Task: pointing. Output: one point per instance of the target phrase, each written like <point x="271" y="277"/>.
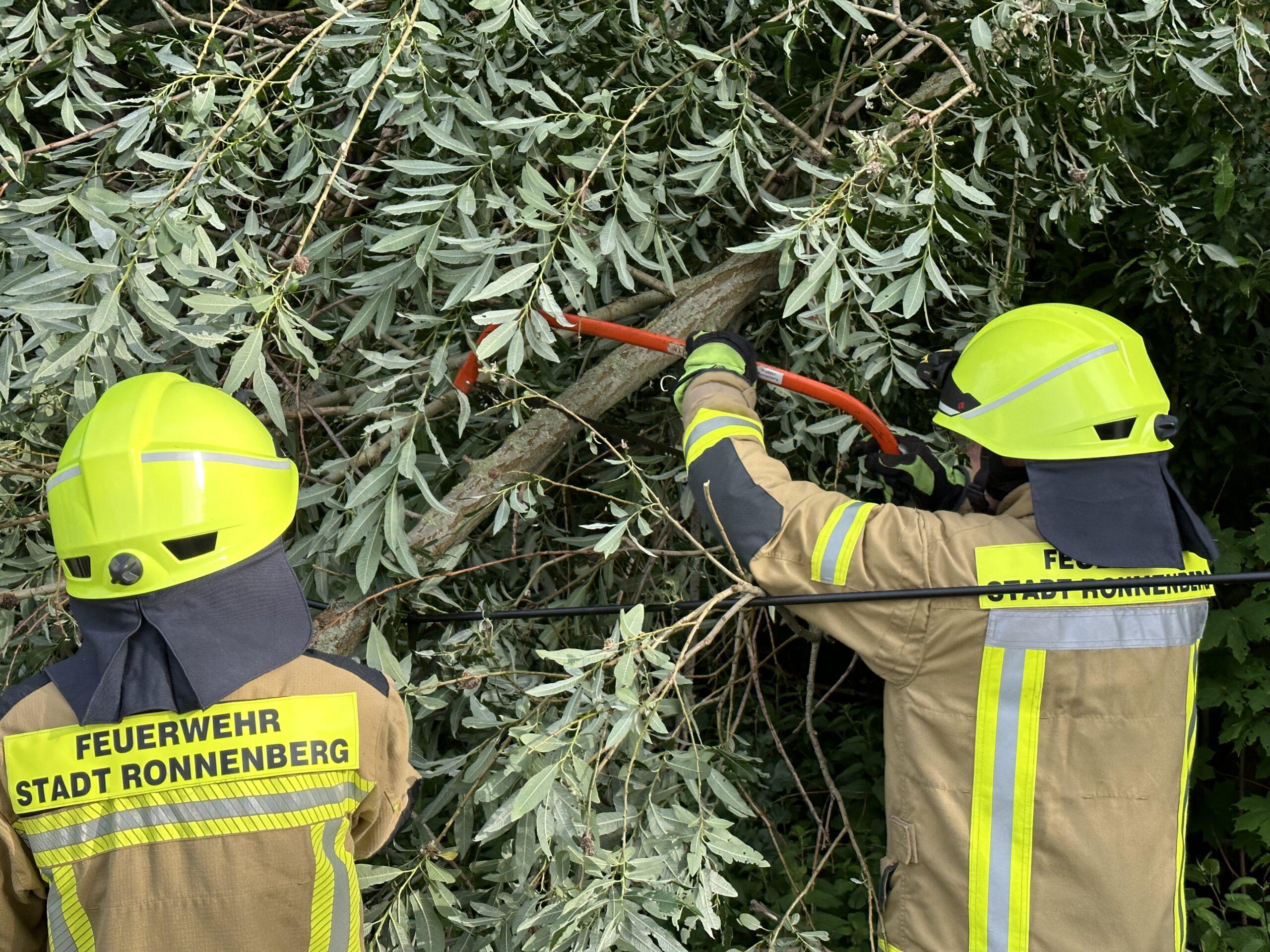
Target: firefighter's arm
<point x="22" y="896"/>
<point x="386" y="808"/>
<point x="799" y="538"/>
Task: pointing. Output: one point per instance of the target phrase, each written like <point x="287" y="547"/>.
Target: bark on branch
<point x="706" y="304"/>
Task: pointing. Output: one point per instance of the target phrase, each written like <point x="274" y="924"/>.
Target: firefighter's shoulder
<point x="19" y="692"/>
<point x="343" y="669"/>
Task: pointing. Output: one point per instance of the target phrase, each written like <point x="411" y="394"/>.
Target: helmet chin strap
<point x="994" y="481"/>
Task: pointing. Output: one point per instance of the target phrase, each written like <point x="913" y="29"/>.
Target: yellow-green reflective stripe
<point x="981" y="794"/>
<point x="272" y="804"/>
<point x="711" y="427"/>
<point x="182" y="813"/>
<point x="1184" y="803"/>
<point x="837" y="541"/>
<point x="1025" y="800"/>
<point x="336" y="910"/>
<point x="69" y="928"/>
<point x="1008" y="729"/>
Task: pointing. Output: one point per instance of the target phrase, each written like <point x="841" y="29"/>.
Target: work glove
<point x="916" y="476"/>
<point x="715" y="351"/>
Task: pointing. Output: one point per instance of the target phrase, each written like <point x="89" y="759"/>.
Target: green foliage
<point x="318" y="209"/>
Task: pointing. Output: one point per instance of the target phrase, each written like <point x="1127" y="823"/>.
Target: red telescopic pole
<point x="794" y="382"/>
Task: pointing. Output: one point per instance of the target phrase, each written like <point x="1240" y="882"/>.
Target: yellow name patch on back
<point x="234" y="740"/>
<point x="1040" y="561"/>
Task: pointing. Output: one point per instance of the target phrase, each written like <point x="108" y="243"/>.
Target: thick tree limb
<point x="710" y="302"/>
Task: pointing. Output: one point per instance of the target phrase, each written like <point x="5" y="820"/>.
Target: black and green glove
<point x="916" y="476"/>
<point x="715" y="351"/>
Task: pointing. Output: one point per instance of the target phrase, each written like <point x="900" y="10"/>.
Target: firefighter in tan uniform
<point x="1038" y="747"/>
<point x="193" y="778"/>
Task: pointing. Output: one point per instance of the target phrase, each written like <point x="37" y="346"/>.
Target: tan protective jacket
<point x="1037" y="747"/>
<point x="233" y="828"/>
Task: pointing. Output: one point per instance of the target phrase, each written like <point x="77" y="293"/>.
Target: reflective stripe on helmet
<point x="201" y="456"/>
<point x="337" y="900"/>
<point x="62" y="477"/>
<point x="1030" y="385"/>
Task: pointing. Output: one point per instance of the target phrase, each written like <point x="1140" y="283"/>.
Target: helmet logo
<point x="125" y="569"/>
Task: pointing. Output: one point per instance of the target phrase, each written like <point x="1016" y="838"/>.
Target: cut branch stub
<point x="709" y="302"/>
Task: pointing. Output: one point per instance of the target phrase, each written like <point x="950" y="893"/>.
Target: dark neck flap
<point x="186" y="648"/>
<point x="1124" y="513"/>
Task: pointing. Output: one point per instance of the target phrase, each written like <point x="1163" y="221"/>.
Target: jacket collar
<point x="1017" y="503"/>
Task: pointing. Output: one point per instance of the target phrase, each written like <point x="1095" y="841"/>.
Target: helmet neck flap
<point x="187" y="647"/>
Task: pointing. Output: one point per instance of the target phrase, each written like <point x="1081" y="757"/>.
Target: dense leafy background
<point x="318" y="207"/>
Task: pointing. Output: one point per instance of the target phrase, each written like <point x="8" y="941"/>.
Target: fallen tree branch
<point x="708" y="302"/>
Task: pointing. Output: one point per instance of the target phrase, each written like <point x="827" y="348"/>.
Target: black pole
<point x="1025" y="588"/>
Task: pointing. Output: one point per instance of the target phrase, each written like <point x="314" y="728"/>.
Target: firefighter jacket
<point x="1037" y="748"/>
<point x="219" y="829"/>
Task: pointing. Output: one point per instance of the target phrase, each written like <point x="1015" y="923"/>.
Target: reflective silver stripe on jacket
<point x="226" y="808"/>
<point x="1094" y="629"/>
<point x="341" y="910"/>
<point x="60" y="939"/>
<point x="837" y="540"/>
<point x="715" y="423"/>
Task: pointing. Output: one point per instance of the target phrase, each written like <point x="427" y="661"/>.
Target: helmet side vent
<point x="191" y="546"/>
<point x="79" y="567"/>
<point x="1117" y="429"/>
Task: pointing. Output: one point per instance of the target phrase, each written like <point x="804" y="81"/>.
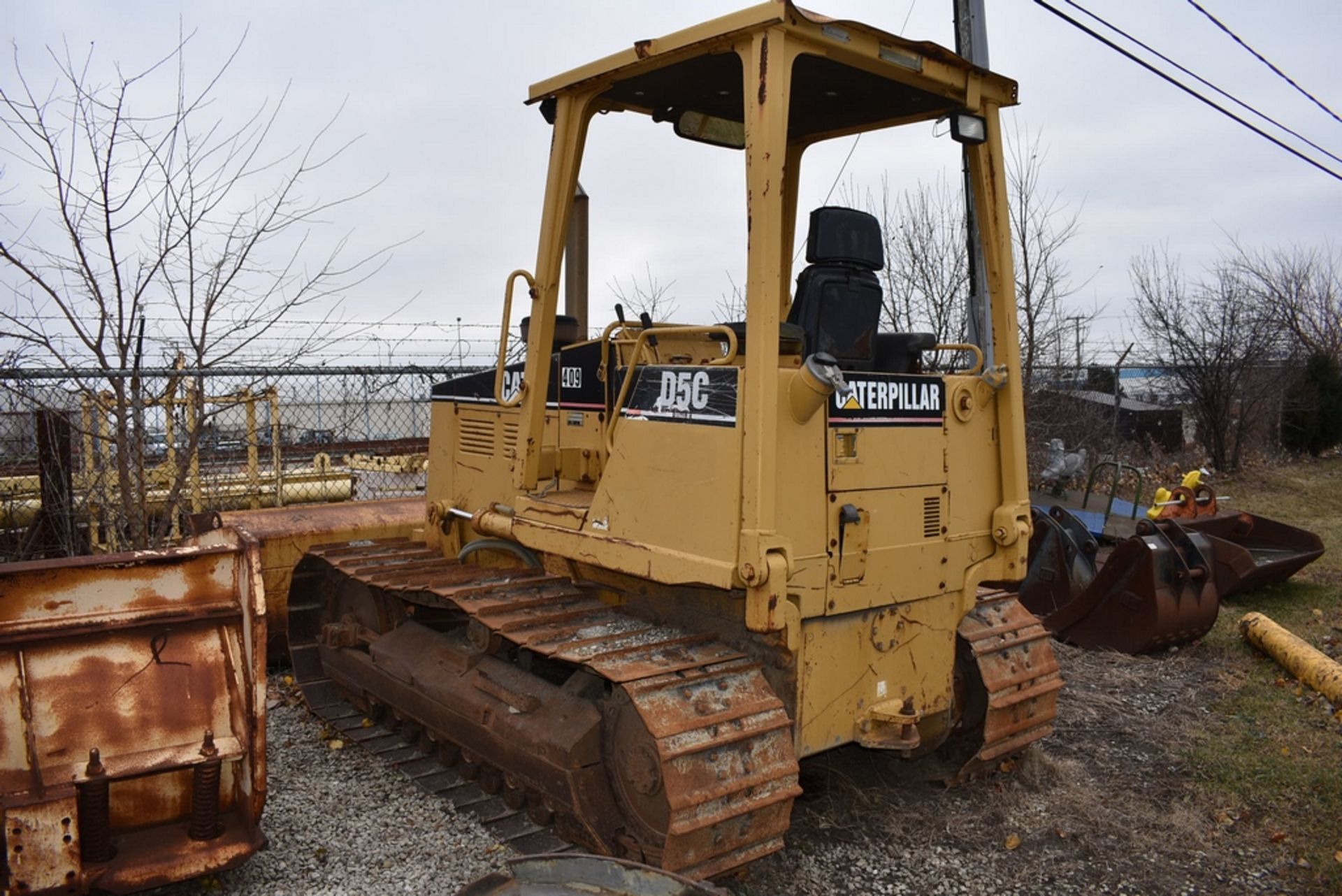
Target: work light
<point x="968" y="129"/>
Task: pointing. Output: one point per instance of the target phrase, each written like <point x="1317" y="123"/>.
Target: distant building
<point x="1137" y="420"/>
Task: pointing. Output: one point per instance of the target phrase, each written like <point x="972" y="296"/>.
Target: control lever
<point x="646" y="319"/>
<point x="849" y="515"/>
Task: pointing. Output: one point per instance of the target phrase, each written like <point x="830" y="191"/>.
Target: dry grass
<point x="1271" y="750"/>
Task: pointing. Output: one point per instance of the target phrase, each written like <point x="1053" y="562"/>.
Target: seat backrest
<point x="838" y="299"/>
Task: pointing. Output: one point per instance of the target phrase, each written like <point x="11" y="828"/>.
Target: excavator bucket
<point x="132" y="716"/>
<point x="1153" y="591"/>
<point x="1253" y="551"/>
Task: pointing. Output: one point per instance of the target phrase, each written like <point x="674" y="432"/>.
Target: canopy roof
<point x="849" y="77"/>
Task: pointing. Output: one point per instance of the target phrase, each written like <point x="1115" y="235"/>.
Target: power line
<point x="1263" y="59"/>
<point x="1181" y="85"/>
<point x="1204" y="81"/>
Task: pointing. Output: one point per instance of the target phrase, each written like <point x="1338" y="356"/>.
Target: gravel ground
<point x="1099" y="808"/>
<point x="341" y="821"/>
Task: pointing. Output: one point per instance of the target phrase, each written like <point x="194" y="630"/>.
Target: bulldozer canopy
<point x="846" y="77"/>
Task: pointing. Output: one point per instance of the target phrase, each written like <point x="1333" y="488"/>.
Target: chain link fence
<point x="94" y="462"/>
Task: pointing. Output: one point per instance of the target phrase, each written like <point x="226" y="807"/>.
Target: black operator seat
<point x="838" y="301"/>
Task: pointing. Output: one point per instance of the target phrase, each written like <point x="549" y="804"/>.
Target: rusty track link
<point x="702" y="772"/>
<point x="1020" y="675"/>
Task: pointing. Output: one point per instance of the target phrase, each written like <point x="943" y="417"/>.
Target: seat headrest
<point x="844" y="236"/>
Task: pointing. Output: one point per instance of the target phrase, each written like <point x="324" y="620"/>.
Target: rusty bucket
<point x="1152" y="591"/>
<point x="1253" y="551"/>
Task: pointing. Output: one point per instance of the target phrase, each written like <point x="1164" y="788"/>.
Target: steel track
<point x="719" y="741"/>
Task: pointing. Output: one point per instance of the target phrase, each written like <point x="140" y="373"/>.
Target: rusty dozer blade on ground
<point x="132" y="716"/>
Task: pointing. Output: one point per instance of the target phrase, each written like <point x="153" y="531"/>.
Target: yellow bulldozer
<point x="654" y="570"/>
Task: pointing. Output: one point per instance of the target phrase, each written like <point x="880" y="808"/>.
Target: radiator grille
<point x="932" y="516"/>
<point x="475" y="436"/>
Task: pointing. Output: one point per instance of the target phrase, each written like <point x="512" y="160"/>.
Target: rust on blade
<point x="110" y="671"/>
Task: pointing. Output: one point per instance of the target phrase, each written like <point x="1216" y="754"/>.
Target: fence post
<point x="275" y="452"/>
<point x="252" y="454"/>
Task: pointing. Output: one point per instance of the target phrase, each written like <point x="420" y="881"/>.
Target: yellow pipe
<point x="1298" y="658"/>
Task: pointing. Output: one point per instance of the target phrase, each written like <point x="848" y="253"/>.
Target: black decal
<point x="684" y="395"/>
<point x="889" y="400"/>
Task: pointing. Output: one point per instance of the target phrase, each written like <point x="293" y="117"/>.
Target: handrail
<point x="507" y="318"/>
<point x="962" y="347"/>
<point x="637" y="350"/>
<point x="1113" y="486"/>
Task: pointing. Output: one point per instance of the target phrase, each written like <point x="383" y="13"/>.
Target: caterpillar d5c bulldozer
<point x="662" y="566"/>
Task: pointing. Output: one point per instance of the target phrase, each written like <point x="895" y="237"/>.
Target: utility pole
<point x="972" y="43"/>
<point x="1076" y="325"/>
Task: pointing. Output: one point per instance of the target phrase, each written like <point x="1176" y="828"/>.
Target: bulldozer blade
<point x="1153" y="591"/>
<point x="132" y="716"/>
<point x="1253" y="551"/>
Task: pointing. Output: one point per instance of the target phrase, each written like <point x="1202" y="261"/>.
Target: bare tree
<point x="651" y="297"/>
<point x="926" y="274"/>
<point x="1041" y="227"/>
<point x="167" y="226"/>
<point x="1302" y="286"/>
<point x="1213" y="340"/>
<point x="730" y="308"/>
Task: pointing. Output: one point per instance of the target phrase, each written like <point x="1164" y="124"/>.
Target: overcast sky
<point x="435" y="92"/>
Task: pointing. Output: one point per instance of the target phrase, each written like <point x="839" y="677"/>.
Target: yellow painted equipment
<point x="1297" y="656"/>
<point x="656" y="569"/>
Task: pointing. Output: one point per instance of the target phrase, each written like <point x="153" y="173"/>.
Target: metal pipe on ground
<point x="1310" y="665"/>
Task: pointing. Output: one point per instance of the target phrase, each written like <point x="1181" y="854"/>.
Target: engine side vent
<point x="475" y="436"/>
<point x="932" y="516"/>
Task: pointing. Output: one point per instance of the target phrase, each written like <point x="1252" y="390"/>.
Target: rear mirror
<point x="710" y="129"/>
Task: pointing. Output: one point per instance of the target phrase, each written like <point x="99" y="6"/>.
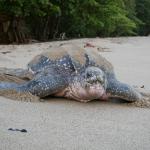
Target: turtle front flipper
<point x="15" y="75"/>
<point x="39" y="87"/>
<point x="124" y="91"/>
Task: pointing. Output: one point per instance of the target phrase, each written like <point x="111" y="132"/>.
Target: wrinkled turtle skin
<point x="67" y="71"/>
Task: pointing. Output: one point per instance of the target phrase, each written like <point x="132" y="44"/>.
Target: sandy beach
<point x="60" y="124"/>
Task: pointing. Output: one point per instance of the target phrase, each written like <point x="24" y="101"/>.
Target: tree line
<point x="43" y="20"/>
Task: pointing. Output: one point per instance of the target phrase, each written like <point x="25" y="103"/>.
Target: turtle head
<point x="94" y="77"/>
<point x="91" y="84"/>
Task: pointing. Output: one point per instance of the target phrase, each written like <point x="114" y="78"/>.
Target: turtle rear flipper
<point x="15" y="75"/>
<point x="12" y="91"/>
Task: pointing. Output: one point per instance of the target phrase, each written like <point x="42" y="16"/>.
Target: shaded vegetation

Required task: List every line in the items above that contains the string "track", matching case exactly.

Exercise result:
Target: rusty track link
Target: steel track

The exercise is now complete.